* begin Data to use *
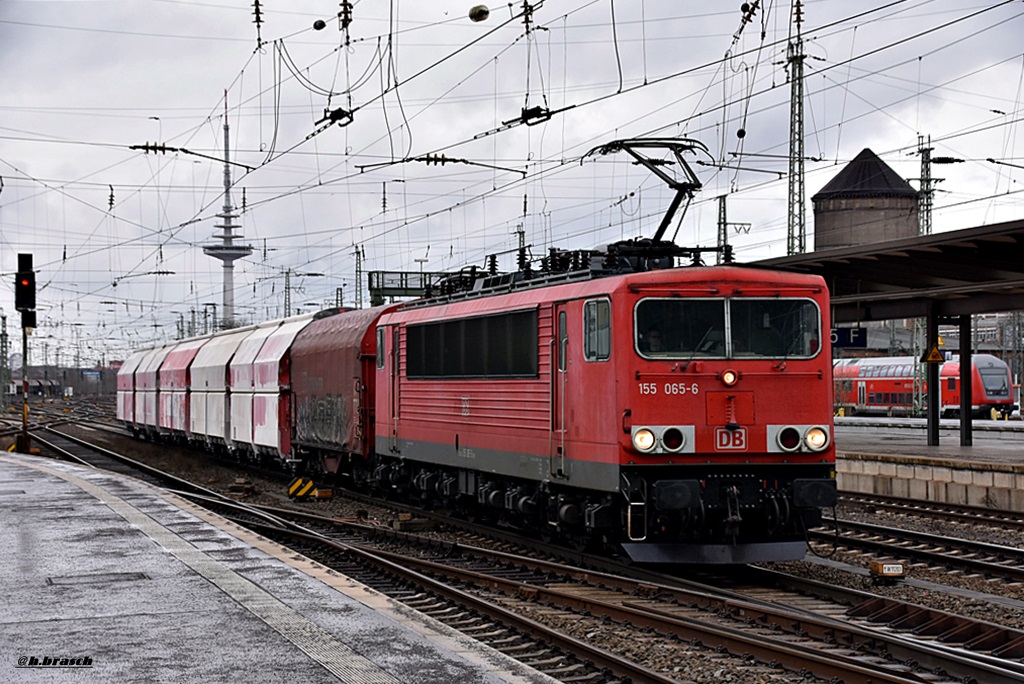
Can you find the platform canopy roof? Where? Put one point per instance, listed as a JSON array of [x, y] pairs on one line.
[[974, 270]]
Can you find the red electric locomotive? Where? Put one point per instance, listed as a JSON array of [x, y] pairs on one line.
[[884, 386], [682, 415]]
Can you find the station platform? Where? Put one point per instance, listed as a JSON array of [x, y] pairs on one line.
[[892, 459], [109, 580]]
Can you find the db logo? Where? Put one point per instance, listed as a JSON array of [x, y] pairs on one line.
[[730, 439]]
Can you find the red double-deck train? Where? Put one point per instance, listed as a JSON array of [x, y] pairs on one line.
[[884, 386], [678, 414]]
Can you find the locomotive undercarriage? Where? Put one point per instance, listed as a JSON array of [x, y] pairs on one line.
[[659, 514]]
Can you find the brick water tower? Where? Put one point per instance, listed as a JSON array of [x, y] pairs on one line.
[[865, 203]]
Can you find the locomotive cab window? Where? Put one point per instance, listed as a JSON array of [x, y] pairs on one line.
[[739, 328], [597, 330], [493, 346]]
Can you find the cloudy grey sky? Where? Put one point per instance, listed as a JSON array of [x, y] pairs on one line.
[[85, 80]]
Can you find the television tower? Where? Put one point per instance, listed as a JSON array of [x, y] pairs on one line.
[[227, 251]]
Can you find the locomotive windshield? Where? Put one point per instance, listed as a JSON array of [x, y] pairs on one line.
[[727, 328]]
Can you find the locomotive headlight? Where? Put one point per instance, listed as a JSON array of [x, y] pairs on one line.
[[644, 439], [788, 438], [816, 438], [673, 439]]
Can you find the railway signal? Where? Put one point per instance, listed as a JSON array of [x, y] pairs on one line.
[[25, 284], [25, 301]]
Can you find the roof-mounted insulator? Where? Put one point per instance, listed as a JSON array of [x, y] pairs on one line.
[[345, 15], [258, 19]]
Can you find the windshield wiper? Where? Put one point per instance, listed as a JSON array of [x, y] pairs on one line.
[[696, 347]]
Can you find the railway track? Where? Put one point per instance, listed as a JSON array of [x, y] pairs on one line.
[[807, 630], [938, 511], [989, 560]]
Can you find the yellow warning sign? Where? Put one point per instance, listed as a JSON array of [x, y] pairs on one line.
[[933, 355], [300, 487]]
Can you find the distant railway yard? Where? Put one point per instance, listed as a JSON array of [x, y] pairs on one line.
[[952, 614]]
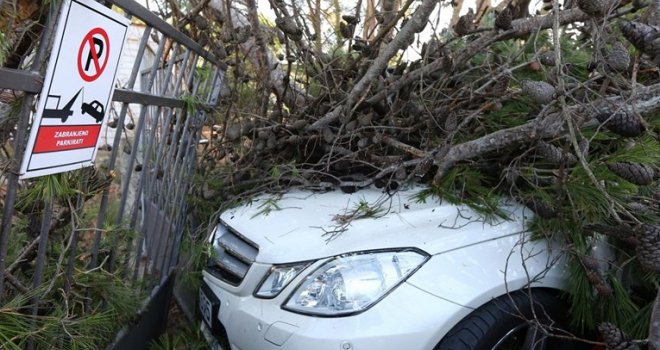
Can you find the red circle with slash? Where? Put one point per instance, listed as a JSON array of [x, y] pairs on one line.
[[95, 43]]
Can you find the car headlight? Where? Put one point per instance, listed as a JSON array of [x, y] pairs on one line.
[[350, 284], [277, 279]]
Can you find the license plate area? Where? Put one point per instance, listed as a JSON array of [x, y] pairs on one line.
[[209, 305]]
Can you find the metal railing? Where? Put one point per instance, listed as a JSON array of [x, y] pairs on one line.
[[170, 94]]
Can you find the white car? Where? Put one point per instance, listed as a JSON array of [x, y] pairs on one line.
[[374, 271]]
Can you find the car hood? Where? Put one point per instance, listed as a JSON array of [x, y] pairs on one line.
* end Data to use *
→ **Task directions**
Copy the records word for word, from the start of the records through the line containing "[[865, 203]]", including both ends. Leave the pictures out of the copy.

→ **Result of this exercise**
Can you find the platform canopy roof? Where? Put one point per instance, listed as a JSON array of [x, y] pairs on one line.
[[974, 270]]
Can you find the red electric locomotive? Where? Put one point per instance, listed as a JSON array of [x, y] pairs on one line.
[[884, 386], [682, 415]]
Can you find the station platform? Where? Put one point per instance, listed as a JSON array of [x, y] pairs on one line.
[[892, 459], [109, 580]]
Can you find the db logo? Where? Put one point per instance, listed as a JSON array of [x, y] pairs on one line.
[[730, 439]]
Can you find the red double-deck train? Where? Put one point per instance, listed as a JSON array of [x, y] pairs on one line.
[[884, 386], [678, 414]]
Can you find the locomotive undercarriage? Where? Put one point per instance, listed as a JSON array of [x, y] pairs on one line.
[[659, 514]]
Can you find the brick water tower? Where? Put one point per instance, listed as a JSON array of [x, y] pairs on one line.
[[865, 203]]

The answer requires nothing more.